* [Texte source]
*****

Même s’il convient de lire ces modes de communication à la lumière des différences culturelles entre nos deux pays, il semble que communiquer d’adulte à adulte, responsabiliser chacun sur les objectifs communs, entraîne plus de sérénité et moins de peur.

Confiance vs contrôle

Les règles de confinement en France, avec les sorties limitées dans le temps et l’espace obligeant chacun à se munir d’une attestation et assorties d’amendes en cas de non-respect, contrastent en effet avec les recommandations de distanciation sociale déclinées Land par Land en Allemagne, fondées sur une confiance quasi-communautaire.

Approches top down et bottom up se côtoient et avec elles une certaine conception de la confiance.

Et maintenant ?

Cette séquence aura démontré, et cela bien au-delà de nos deux pays, notre vulnérabilité mais également notre capacité de résilience et celle de nos entreprises.

La question pour nos dirigeants  est maintenant de choisir les bonnes approches pour sortir de cette crise avec courage et rétablir la croissance.

Des études récentes comme celles de Mc Kinsey & Company  ( CEO’s can draw on the region’s spirit of innovation to recover revenues, and even grow, after COVID -19, Philipp Ernst ) considèrent que l’Europe, championne pour innover est dans ce contexte, particulièrement bien positionnée pour prospérer.

*****

* [Extrait des données]
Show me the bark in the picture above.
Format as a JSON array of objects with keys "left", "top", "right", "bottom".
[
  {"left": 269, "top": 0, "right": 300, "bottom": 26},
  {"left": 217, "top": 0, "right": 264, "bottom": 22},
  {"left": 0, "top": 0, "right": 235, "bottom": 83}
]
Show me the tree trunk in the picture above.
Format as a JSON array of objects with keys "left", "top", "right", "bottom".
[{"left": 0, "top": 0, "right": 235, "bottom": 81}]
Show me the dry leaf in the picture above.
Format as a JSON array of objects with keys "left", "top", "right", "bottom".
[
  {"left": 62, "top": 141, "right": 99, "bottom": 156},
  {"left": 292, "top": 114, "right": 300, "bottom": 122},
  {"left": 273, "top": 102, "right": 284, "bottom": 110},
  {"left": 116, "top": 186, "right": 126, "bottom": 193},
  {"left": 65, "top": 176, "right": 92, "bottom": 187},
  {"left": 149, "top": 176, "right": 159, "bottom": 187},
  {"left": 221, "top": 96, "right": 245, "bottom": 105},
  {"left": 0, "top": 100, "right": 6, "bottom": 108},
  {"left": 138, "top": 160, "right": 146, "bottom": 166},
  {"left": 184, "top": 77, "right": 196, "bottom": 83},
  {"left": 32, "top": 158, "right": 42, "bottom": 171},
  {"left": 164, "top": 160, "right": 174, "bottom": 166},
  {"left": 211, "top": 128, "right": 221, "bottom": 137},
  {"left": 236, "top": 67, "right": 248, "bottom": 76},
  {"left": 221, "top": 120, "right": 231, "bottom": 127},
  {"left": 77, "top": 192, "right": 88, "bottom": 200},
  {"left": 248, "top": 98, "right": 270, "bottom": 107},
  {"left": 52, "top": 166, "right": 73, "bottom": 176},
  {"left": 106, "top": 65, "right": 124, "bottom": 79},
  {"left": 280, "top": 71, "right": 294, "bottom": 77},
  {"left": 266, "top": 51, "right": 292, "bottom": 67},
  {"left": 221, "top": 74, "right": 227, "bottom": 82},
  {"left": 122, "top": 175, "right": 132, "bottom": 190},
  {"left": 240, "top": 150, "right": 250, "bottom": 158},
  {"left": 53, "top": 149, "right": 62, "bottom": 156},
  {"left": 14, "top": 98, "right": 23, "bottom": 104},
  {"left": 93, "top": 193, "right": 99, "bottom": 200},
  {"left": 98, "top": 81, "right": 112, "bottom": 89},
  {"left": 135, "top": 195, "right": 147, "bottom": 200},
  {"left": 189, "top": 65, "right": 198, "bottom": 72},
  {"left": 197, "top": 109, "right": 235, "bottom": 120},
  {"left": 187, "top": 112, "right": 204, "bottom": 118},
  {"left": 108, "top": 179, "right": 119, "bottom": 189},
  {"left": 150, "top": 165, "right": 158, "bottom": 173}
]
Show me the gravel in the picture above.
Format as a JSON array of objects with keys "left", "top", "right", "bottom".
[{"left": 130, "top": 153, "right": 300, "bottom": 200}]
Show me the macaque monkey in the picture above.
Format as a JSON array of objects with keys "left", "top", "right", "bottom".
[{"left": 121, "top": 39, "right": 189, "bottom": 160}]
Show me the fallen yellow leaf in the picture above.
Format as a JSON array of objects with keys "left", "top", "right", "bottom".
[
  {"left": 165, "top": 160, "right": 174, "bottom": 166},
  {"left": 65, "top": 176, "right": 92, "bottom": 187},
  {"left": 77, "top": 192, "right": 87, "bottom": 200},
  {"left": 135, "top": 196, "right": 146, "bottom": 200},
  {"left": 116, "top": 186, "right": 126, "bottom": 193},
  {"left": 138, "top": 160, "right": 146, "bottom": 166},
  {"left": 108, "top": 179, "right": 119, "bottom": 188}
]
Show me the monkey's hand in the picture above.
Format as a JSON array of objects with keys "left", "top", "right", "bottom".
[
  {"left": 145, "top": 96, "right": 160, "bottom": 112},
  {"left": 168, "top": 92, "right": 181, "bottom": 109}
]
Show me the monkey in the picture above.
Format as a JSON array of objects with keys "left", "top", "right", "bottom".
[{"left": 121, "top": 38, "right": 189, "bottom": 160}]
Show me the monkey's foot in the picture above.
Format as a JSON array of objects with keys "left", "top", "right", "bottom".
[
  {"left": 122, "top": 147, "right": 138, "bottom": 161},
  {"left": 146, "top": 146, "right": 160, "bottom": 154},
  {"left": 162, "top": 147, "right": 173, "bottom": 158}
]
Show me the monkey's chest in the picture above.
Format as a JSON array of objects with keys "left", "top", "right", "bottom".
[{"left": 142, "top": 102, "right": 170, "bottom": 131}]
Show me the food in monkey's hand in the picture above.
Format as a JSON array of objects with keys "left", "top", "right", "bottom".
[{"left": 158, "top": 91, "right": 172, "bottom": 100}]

*****

* [Consigne]
Répondez aux questions suivantes d'après le texte sur la France et l'Allemagne :
1. En France, de quoi chacun doit-il se munir pour sortir pendant le confinement ?
2. Sur quoi sont fondées les recommandations de distanciation sociale en Allemagne ?
3. Selon les études récentes citées, quelle région est particulièrement bien positionnée pour prospérer ?
Merci de vous appuyer uniquement sur le texte sur la France et l'Allemagne.

* [Résultat]
1. D'une attestation.
2. Sur une confiance quasi-communautaire.
3. L'Europe.